EXERCISE REQUIREMENTS: Pick up at the line with "sleeve, one per animal or object that matches.". Write it out exactly, along with each later line through the end of the data, and nothing more.

RECORD EXCERPTS:
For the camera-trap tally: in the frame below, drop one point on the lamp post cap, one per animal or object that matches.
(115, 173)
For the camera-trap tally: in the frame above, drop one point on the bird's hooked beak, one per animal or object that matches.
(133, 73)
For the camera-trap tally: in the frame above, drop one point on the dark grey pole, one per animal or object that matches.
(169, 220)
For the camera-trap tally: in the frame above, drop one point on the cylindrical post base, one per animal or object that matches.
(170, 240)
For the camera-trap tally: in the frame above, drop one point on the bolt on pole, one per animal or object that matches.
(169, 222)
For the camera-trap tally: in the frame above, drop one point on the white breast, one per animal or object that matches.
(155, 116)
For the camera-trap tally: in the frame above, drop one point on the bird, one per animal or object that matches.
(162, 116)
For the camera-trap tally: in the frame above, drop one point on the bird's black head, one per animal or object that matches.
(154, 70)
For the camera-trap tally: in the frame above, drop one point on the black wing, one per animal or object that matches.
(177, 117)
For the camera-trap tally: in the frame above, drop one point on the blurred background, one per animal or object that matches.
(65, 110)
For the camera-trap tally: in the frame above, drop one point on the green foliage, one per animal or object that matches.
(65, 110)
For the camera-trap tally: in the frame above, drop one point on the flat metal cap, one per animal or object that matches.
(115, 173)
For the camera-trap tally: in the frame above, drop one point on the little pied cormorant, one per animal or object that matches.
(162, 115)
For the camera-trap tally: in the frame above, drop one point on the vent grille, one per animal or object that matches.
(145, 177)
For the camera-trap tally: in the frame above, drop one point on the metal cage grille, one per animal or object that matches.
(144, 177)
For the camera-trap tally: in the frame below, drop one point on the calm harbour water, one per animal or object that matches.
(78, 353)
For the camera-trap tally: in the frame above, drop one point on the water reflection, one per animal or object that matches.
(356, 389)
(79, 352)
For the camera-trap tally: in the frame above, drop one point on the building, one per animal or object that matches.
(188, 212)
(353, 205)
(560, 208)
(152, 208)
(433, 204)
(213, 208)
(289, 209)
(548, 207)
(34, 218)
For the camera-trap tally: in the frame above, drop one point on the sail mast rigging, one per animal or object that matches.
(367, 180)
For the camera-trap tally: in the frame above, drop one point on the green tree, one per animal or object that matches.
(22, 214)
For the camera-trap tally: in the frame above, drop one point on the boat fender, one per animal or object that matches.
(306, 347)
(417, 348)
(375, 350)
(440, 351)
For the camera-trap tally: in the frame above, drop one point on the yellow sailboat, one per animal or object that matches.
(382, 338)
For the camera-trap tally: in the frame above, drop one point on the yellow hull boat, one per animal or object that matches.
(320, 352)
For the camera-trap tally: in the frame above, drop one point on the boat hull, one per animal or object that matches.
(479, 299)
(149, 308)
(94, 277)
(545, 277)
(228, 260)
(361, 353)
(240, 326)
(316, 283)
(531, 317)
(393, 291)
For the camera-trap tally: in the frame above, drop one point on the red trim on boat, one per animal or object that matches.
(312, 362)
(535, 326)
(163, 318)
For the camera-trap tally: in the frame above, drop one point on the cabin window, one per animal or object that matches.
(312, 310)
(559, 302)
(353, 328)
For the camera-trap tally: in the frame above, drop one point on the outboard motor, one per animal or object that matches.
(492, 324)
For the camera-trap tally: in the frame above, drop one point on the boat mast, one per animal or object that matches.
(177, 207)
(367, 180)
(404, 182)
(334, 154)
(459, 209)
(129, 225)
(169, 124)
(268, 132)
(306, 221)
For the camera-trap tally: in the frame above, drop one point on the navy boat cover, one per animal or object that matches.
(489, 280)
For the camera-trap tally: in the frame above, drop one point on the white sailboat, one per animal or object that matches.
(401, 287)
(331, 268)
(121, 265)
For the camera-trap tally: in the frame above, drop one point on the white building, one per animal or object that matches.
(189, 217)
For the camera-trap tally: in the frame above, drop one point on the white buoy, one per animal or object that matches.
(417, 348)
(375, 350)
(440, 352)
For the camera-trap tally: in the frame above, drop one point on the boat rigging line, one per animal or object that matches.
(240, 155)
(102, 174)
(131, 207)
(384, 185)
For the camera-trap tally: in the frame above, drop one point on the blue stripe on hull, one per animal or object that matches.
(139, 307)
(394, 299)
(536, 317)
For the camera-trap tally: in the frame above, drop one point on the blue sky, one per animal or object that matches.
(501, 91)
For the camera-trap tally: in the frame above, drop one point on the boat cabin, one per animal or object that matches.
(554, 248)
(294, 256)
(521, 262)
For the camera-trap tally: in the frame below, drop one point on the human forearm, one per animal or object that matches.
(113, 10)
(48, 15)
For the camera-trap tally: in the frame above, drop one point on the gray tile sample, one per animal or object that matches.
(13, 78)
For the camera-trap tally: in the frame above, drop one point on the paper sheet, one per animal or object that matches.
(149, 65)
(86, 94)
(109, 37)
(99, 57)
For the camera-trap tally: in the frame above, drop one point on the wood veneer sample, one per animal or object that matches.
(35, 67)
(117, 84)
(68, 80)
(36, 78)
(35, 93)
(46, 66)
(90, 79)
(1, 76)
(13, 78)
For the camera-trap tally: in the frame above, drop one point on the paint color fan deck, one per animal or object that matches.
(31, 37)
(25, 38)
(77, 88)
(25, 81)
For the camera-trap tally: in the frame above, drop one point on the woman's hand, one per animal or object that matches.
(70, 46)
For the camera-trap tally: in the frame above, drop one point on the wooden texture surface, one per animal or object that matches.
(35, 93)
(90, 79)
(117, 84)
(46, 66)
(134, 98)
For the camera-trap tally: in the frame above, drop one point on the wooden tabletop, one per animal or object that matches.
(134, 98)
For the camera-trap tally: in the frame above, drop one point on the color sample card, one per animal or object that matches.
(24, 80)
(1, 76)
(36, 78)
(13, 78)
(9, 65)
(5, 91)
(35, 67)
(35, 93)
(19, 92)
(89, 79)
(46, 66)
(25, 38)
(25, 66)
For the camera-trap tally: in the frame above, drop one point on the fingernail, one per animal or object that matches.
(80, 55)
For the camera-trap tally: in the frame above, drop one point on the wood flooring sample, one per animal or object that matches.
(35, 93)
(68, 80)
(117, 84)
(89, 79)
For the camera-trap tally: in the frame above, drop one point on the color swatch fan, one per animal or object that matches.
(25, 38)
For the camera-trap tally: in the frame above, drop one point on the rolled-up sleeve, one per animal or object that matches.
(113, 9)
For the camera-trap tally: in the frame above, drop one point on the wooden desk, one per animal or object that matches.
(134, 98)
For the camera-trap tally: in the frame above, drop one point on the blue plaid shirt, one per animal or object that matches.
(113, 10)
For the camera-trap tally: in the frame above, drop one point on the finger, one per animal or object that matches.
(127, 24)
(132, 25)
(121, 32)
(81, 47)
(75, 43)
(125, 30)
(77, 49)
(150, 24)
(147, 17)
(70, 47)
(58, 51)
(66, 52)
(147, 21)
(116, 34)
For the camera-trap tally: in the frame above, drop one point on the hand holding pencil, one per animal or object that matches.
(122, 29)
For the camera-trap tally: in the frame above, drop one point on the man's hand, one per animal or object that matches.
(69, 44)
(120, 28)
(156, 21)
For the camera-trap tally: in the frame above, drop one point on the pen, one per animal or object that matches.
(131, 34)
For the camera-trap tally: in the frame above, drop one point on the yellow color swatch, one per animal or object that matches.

SOLUTION TO THE EXERCISE:
For the camera-trap tally: in the frame above, drop one point on the rolled-up sleeve, one per animal or object that matches.
(113, 9)
For the camera-trap tally: in the frame above, drop one point on the wooden desk, one per animal or object that matches.
(134, 98)
For the camera-trap tally: in the frame above, drop one point on the blue plaid shirt, one per animal or object that matches.
(113, 10)
For the camera-trap tally: in the frame above, drop one point on the finger, one per animal or object that matches.
(127, 24)
(132, 25)
(121, 32)
(81, 47)
(75, 43)
(125, 30)
(77, 49)
(150, 24)
(147, 17)
(70, 47)
(58, 51)
(66, 52)
(147, 21)
(116, 34)
For the camera-trap tally: in the frame above, drop one point on the hand holding pencil, one per animal or object that matches.
(122, 29)
For the camera-trap tally: in the frame above, drop one point on the man's hand, one per animal or object that matches.
(69, 44)
(120, 28)
(156, 21)
For the camera-trap tally: in the frame above, drop one point on the pen, one per animal or object that matches.
(131, 34)
For the camera-trap tally: in the frame above, drop one point on the yellow color swatch, one per animal or object that matches.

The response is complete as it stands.